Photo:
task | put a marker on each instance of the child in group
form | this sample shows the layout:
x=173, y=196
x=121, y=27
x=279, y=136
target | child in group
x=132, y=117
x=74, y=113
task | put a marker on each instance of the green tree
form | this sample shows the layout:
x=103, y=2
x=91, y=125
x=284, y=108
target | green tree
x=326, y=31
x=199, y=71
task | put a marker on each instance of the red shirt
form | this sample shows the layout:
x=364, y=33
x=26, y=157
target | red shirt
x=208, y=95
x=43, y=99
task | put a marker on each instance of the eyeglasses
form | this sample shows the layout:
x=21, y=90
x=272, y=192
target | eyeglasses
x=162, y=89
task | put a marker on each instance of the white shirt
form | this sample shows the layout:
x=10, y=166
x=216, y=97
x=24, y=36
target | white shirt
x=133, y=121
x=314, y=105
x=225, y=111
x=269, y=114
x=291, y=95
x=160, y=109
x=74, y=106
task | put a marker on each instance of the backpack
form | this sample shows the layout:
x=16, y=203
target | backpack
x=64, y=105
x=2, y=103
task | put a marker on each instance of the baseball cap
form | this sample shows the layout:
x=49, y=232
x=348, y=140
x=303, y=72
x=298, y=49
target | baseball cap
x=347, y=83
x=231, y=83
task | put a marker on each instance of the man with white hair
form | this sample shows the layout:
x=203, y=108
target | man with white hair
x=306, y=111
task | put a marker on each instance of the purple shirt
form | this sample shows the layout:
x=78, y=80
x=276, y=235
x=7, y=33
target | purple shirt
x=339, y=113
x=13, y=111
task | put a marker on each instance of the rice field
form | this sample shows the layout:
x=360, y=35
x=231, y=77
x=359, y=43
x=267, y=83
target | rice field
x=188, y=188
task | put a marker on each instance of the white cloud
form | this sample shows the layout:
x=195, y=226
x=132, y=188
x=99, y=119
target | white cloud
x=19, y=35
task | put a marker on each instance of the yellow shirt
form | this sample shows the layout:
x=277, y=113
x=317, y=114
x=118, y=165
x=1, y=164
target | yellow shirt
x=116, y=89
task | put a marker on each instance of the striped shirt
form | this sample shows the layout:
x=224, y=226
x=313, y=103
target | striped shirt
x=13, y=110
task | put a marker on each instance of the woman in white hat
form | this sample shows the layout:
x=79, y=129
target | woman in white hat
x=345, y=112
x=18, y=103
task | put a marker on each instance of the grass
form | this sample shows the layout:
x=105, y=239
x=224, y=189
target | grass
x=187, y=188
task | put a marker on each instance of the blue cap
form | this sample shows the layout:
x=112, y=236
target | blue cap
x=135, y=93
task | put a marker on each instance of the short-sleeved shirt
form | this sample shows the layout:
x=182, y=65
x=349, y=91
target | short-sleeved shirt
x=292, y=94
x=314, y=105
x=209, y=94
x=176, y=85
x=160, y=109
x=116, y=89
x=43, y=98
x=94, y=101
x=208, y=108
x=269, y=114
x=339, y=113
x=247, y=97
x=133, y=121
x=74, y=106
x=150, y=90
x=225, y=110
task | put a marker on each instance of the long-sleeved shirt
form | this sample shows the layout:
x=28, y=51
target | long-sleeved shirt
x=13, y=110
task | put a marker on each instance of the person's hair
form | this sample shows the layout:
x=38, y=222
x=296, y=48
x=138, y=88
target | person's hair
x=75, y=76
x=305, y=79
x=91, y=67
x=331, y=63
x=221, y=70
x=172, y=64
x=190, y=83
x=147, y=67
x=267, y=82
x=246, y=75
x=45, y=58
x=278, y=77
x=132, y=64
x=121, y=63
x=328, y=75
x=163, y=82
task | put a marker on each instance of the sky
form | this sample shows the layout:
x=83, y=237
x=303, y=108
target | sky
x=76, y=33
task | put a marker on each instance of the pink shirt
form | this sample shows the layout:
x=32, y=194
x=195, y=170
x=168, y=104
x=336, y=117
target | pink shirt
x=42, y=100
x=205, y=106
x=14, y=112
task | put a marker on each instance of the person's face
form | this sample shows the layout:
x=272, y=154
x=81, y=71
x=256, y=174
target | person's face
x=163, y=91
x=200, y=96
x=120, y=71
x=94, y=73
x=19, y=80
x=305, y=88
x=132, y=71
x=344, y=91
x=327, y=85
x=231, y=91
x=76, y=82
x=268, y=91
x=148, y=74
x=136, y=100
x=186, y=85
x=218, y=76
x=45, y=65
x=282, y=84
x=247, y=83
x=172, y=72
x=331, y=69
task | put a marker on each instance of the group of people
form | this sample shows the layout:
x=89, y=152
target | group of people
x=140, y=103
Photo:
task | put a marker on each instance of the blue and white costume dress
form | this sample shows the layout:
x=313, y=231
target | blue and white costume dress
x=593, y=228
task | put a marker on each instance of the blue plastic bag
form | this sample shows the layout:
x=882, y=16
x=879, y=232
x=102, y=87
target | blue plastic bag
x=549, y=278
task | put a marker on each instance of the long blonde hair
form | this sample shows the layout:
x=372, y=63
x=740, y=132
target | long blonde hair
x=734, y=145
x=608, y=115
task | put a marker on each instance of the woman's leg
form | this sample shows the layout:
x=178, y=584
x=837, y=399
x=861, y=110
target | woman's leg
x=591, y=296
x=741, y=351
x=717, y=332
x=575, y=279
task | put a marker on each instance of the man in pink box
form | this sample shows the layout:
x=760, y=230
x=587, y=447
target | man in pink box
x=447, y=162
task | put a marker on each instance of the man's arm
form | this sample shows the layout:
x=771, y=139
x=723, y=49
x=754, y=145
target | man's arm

• Action item: The lines above starting at the one that contains "x=298, y=49" and ending at the one that contains "x=349, y=91" must be transcribed exactly, and no other lines may appear.

• Reply:
x=298, y=49
target | baseball cap
x=347, y=83
x=231, y=83
task | put a marker on each instance of the man with white hair
form | this sample shows the layout:
x=203, y=108
target | man with white hair
x=306, y=111
task | put a marker on each instance of the purple shirt
form | this sample shows the layout:
x=78, y=80
x=276, y=235
x=7, y=33
target | purple shirt
x=339, y=113
x=13, y=111
task | put a marker on each instance of the rice field
form | this sample shows the layout:
x=360, y=35
x=231, y=77
x=359, y=43
x=267, y=83
target | rice field
x=188, y=188
task | put a marker on each instance of the white cloud
form | this sample shows the layout:
x=195, y=226
x=132, y=188
x=99, y=119
target | white cloud
x=19, y=35
task | put a marker on each instance of the yellow shirt
form | this sample shows the layout:
x=277, y=113
x=317, y=114
x=118, y=165
x=1, y=164
target | yellow shirt
x=116, y=89
task | put a marker on each instance of the striped shirt
form | this sample shows the layout:
x=224, y=226
x=313, y=103
target | striped shirt
x=13, y=110
task | put a marker on each instance of the woman in white hat
form | this sample shows the layout:
x=79, y=129
target | woman in white hat
x=345, y=112
x=18, y=103
task | put a marker on each instance of the grass
form | this sample shows the layout:
x=105, y=239
x=224, y=189
target | grass
x=187, y=188
task | put a marker on each instance of the blue cap
form | this sample shows the layout:
x=112, y=236
target | blue cap
x=135, y=93
task | put a marker on each instance of the short-sleeved shirt
form | this sample shows the layout:
x=182, y=65
x=349, y=91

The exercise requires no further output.